● Written request
Could you recast every line of the records below as a numbered list, omitting any blank lines and leaving the pictures out of your answer?

● Records excerpted from a collection
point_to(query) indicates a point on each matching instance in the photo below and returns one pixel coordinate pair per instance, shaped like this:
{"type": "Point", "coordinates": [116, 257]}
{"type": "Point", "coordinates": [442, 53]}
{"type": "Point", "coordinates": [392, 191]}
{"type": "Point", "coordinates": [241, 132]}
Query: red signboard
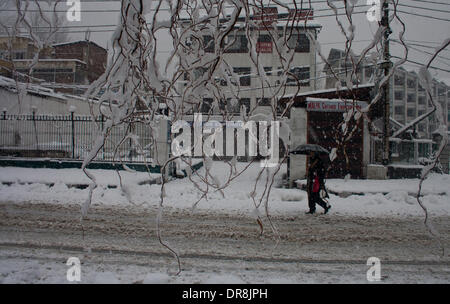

● Output for this exercise
1. point_to(query) indicates a point on each matching instance in the photo below and returns one pixel coordinate pair per instance, shaped like this:
2. {"type": "Point", "coordinates": [116, 257]}
3. {"type": "Point", "coordinates": [442, 53]}
4. {"type": "Point", "coordinates": [392, 191]}
5. {"type": "Point", "coordinates": [241, 132]}
6. Query: red signboard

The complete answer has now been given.